_EXERCISE OBJECTIVE:_ Find every line below that contains the word "small" and copy it out.

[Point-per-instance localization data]
------------------------------------------------

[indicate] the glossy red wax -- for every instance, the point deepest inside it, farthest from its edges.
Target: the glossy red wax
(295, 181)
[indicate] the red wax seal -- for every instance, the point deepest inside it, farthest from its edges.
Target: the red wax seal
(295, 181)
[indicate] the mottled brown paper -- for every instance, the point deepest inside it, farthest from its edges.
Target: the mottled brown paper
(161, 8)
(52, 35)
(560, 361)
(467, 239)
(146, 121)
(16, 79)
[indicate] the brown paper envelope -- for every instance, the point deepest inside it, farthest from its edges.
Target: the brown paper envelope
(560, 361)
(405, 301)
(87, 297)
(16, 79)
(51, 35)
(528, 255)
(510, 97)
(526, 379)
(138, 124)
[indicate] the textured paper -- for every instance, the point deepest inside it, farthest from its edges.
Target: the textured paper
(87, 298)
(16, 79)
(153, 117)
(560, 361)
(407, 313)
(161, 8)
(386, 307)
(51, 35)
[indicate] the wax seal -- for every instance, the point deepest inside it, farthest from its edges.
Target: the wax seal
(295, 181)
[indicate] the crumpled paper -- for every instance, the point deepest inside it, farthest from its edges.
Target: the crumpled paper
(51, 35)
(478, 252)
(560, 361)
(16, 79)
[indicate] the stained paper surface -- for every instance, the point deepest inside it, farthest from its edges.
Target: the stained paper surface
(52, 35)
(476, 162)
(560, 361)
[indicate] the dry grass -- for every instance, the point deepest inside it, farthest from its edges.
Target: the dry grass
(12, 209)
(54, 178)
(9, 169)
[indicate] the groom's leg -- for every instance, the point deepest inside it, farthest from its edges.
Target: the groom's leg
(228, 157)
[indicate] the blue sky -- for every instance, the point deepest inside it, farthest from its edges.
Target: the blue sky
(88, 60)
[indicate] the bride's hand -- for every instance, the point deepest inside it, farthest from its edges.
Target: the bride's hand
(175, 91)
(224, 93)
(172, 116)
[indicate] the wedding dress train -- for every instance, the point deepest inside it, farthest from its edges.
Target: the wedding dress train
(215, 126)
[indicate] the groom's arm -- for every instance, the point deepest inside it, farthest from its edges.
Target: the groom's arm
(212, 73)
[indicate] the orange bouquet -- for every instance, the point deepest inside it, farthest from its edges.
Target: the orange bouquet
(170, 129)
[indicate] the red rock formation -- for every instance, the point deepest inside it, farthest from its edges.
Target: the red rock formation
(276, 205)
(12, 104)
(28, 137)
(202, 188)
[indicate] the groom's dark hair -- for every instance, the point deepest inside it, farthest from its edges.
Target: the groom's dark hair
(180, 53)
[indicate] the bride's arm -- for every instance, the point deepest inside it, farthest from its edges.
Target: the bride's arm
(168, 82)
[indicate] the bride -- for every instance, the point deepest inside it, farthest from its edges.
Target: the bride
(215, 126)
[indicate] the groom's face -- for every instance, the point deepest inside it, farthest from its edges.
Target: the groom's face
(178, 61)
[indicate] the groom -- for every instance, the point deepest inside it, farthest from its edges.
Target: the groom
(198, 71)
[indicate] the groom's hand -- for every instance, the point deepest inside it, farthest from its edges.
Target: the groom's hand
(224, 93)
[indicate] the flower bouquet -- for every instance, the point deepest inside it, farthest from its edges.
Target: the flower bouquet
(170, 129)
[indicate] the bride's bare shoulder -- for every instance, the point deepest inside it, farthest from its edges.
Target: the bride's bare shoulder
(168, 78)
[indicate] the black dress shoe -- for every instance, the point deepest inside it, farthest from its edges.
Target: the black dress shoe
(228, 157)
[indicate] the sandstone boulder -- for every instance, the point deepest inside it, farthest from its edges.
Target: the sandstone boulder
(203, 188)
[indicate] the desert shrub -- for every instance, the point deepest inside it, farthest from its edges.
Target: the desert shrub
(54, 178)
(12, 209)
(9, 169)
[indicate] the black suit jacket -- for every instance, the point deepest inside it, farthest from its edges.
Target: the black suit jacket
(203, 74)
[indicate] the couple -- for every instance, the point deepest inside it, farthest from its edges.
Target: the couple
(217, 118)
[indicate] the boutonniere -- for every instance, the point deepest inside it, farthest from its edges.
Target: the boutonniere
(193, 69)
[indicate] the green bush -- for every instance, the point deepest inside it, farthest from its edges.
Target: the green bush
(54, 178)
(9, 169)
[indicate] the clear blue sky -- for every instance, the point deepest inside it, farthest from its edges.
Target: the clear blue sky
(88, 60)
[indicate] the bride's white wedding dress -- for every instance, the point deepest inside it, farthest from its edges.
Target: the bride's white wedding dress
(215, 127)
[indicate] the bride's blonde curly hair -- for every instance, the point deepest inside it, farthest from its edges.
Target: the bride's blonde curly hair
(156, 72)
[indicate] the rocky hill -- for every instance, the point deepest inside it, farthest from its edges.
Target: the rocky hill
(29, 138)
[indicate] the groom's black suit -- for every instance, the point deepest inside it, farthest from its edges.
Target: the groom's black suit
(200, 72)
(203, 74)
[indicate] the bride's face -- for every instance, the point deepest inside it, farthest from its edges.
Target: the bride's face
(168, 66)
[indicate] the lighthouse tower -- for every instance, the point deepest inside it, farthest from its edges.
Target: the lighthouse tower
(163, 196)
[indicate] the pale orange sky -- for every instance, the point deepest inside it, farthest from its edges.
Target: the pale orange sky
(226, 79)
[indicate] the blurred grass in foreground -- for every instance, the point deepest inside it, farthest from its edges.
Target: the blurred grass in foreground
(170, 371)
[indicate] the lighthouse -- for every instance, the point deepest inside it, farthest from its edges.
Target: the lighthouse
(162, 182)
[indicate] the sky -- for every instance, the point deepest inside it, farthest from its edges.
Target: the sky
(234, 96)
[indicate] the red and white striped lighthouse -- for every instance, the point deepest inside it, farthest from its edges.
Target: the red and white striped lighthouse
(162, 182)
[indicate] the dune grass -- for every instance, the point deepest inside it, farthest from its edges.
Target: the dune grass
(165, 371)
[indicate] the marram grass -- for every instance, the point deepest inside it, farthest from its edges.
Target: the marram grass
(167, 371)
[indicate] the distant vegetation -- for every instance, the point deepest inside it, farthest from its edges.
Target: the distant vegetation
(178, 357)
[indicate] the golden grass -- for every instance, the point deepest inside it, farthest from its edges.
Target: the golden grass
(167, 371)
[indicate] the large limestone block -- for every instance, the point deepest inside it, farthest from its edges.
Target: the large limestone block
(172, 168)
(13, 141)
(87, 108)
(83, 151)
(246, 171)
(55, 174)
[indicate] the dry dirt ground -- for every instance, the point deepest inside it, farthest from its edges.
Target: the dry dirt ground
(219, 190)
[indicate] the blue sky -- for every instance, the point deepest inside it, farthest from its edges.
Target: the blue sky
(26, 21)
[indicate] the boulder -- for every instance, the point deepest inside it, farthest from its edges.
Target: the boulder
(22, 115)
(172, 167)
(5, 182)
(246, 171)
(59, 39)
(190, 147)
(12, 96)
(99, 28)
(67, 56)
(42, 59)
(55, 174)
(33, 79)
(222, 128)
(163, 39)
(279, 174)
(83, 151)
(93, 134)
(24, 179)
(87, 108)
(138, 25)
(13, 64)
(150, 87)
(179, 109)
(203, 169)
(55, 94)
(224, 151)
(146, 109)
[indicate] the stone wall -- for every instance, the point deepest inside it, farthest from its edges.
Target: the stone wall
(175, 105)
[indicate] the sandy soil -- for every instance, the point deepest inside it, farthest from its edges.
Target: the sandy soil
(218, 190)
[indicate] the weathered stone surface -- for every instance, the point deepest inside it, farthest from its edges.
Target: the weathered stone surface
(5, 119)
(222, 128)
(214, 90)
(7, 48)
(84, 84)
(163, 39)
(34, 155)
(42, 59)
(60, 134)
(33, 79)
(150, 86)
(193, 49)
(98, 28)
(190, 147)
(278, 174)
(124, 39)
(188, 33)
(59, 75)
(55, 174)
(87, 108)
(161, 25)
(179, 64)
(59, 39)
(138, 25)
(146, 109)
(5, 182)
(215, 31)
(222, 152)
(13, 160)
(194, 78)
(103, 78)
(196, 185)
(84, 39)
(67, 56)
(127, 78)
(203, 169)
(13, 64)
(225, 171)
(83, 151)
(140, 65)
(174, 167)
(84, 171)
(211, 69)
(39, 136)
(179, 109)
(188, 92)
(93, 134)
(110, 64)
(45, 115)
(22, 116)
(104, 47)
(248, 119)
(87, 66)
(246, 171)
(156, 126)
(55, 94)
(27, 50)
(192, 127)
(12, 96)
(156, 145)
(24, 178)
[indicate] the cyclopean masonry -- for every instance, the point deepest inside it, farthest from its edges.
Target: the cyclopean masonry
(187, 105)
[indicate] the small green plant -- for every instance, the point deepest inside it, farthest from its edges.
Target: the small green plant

------------------------------------------------

_REPLY:_
[indicate] the small green plant -- for every instance, the point deepest inside it, farthest from its edges.
Target: the small green plant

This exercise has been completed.